▶ Exercício curto 1
Repita o trecho do texto sobre o cânion do Viana que vai de "Note que o Viana" até "além do Viana.", incluindo este último.
▶ Exercício curto 2
Extraia das entradas cada linha em que apareça a palavra "white".

▶ Texto base
/---

É emocionante, você se verá diante de um monumento natural, paredes esculpidas tão maiores e indiferentes a você. Mas este não é um mundo de ficção científica, você encontrará uma doce carnaúba, um par de cavalos pastando, uma passagem lateral escondida, uma cerca torta conduzindo a um pasto incerto – enfim, a vida normal do campo.

Note que o Viana ainda não foi ainda bem explorado. Vander Bueno nos conta que existem saídas laterais por onde o gado jovem se esconde e que, em algum ponto, corre uma cachoeira onde reúne todo o tipo de animal. Mas minha impressão é de que ele não tem muita largura, parece ser um cânion estreito. Não seria surpresa se houvesse outras gargantas a leste do Gurgueia.

Mas, em algum ponto, uma nova placa indica o final do cânion, o que não me pareceu convincente. De toda a forma, serão outros 25 km até chegar ao vilarejo do Viana. Não deixa de ser estranho encontrar ali a prosaica igreja de São João Batista caiada de branco, não sei se ela sinaliza um retorno ou um começo.

E, Finalmente, a Singela igreja de São João Batista, Anunciando os Novos Caminhos além do Viana.

Porém, antes dela, existe a conhecida Gruta do Viana, onde você subirá por uma íngreme fenda rochosa que parece sugerir no seu final a presença de Nossa Senhora. Porém, os felinos da região resolveram frequentar esse santuário, sua devoção começou a ameaçar os visitantes e a Gruta foi interditada.

E, então, você resolve continuar, mesmo porque este é um espaço amplo, sem limites ou fronteiras. Você sabe que motoqueiros são guias confiáveis, eles anotam com cuidado as distâncias, os tempos e as direções. Vou usar a partir daqui as indicações do incansável Bressan.

\---

▶ Dados fornecidos
/---

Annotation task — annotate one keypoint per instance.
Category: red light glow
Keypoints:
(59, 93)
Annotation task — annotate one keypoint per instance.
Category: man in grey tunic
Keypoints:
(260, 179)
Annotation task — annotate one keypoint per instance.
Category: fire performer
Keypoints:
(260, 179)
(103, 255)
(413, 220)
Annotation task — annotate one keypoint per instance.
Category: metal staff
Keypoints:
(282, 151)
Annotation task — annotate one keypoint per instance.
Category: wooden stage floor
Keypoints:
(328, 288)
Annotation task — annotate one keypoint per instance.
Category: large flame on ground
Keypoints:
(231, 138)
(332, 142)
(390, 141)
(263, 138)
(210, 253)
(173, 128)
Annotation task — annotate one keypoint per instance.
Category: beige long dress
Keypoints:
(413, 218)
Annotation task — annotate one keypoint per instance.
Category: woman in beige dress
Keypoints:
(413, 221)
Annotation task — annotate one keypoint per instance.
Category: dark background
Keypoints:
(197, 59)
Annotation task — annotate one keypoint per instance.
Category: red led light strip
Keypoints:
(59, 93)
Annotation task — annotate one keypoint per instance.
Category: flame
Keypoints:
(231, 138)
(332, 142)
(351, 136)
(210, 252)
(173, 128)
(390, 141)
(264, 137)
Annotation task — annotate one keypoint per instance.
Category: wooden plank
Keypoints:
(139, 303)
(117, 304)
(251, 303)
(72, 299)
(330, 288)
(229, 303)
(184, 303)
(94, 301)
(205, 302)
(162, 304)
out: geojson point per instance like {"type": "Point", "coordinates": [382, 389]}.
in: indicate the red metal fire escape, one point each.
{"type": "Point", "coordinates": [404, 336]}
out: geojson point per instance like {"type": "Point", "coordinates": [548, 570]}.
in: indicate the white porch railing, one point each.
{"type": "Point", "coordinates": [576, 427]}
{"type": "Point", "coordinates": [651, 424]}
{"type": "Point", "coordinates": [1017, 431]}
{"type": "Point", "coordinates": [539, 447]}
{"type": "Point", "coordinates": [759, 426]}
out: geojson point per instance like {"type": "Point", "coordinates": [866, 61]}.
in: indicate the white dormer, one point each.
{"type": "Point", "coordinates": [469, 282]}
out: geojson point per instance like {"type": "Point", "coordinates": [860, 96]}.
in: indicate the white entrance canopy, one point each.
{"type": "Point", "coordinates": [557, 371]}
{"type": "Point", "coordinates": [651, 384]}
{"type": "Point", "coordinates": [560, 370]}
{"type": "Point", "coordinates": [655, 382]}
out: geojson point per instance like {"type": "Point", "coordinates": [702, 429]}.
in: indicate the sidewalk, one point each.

\---

▶ Resposta da tarefa 1
Note que o Viana ainda não foi ainda bem explorado. Vander Bueno nos conta que existem saídas laterais por onde o gado jovem se esconde e que, em algum ponto, corre uma cachoeira onde reúne todo o tipo de animal. Mas minha impressão é de que ele não tem muita largura, parece ser um cânion estreito. Não seria surpresa se houvesse outras gargantas a leste do Gurgueia.

Mas, em algum ponto, uma nova placa indica o final do cânion, o que não me pareceu convincente. De toda a forma, serão outros 25 km até chegar ao vilarejo do Viana. Não deixa de ser estranho encontrar ali a prosaica igreja de São João Batista caiada de branco, não sei se ela sinaliza um retorno ou um começo.

E, Finalmente, a Singela igreja de São João Batista, Anunciando os Novos Caminhos além do Viana.

▶ Resposta da tarefa 2
in: indicate the white porch railing, one point each.
in: indicate the white dormer, one point each.
in: indicate the white entrance canopy, one point each.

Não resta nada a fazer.